+++ Text shown

Conventional electronic lockboxes allow users to communicate their credentials wirelessly via the IrDa standard, i.e., by using infrared signals generated by the user's cellular telephone or personal digital assistant and directed toward the lockbox. In addition, information is typically communicated in the other direction, i.e., from the lockbox to the access device. Also, the lockbox and/or the access device may have other communications links, such as with a central authorization authority that issues credentials to users and collects information from lockboxes on access activity. Infrared communications require line of sight alignment, which is often inconvenient.

Other lockbox approaches use far-field RF communications, but these can lead to problems with interference, excessive power drain, regulatory concerns, difficulty in addressing only a specific desired lockbox among multiple lockboxes located in close proximity and higher component and maintenance costs.

SUMMARY

It would be desirable to provide a lockbox, lockbox and access device system and associated methods that address some of the problems of the prior art. It would be desirable to provide a lockbox with restricted range wireless communications capability, such as within about 30 cm or even about 15 cm, that is reliable, is convenient to operate and provides improved security.

According to one implementation, a lockbox includes a housing, a key storage area and a lockbox circuit. The key storage area is shaped to receive a stored key and is attached to or positioned within the housing. The key storage area is secured with a lock mechanism to prevent unauthorized access to the stored key. The lockbox circuit comprises a transceiver operable by a magnetically induced current generated by a closely positioned radio access device that can send and receive signals. The circuit is configured to unlock the key storage area upon determining that an access request is authorized to providing access to the stored key.

According to another implementation, a lockbox and access device system comprises a lockbox with a key storage area shaped to store a key, a lock mechanism actuatable to secure the key storage area and a circuit coupled to the lock mechanism and responsive to wireless signals within the near field region, an access device capable of near field region communication with the lockbox by magnetically inducing a current within the lockbox circuit to request access to the key storage mechanism and a networked authorization authority linkable with the access device to receive information about a user of the device and to send an authorization to the device.

According to another implementation, a lockbox with restricted range wireless communication capability comprises a housing, a key storage area shaped to receive a stored key, the key storing area being attached to or positioned within the housing and secured with a lock mechanism to prevent unauthorized access to the stored key, a lockbox circuit comprising a transceiver that can send communications to and receive communications a device within a restricted range of less than about 15 cm, the circuit being configured to unlock the key storage area upon receipt of a predetermined unlock signal, thereby providing access to the stored key.

According to another implementation, a lockbox comprises a lockbox housing, a key storage area within the lockbox housing, the key storage area having a locking mechanism for controlling access to the key storage area, a loop antenna physically coupled to the lockbox housing, an NFC transceiver coupled to the loop antenna, a controller coupled to the NFC transceiver and an opening circuit coupled between the controller and the locking mechanism of the key storage area for opening the key storage area in response to a request from the controller.

++++++

Challenge: Resume the lockbox text, starting after its last sentence. The data have no connection to the lockbox text.

+++ Supplied material

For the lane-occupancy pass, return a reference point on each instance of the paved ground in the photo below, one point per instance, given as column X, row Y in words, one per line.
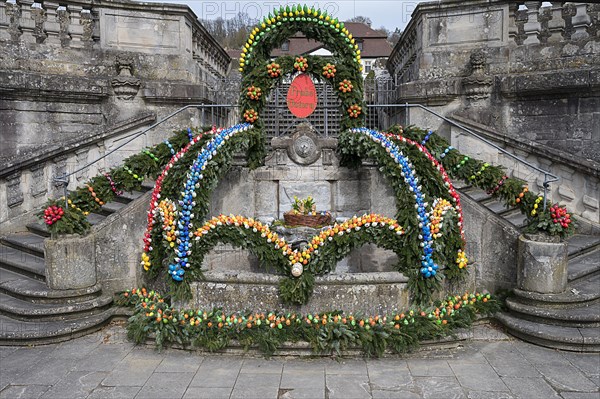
column 105, row 365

++++++

Expected output:
According to another implementation, a method of controlling a lockbox, comprises receiving electrical power from an access device through inductive coupling, using the received electrical power to activate an NFC transceiver positioned within the lockbox, and communicating wirelessly between the NFC transceiver and the access device to receive a command from the access device relating to the lockbox.

BRIEF DESCRIPTION OF THE DRAWINGS

FIG. 1 is a schematic of a lockbox and access device configured for restricted range wireless communication, which also shows a remote authorization entity that may be linked to the lockbox and/or the access device.

FIG. 2 is a schematic view of a lockbox showing a storage area suitable for holding one or more keys or other access aids.

FIG. 3 is an embodiment of a hardware circuit associated with the lockbox and access device of FIG. 1.

FIG. 4 is an embodiment of a method for executing commands in the lockbox provided from the access device of FIG. 1.

FIG. 5 is an embodiment of a method for establishing communication between the access device and hardware circuitry associated with the lockbox.

 DETAILED DESCRIPTION

Disclosed below are representative embodiments of a lockbox that should not be construed as limiting in any way. Instead, the present disclosure is directed toward all novel and nonobvious features and aspects of the various disclosed methods, apparatus, and equivalents thereof, alone and in various combinations and subcombinations with one another. The disclosed technology is not limited to any specific aspect or feature, or combination thereof, nor do the disclosed methods and apparatus require that any one or more specific advantages be present or problems be solved.

As used in this application and in the claims, the singular forms “a,” “an” and “the” include the plural forms unless the context clearly dictates otherwise. Additionally, the term “includes” means “comprises.” Moreover, unless the context dictates otherwise, the term “coupled” means physically connected or electrically or electromagnetically connected or linked and includes both direct connections or direct links and indirect connections or indirect links through one or more intermediate elements.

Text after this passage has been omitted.